Task prompt: Set down exactly the lines below between the line holding "# fill-rule: evenodd" and the line holding "609 412 L 624", inclusive; no other line belongs in the answer.

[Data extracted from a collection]
━━━

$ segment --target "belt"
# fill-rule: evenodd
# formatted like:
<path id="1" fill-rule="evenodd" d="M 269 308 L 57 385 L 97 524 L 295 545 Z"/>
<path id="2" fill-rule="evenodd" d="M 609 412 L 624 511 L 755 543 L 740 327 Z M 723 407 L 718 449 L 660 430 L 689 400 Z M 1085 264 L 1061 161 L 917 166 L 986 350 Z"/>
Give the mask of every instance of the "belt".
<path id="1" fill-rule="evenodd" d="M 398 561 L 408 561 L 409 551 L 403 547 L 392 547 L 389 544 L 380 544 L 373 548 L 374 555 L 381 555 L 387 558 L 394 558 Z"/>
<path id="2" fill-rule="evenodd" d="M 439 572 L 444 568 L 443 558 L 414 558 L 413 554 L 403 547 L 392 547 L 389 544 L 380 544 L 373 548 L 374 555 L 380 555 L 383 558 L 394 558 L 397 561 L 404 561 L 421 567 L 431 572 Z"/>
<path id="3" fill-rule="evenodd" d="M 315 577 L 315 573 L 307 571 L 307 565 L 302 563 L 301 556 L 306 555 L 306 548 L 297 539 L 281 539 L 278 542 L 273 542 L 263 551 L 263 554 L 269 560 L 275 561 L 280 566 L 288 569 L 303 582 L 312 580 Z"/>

━━━

Exercise solution:
# fill-rule: evenodd
# formatted like:
<path id="1" fill-rule="evenodd" d="M 269 308 L 57 385 L 97 524 L 295 545 Z"/>
<path id="2" fill-rule="evenodd" d="M 609 412 L 624 511 L 755 543 L 740 327 Z M 723 407 L 718 449 L 660 430 L 689 400 Z M 1085 264 L 1061 161 L 917 166 L 986 350 Z"/>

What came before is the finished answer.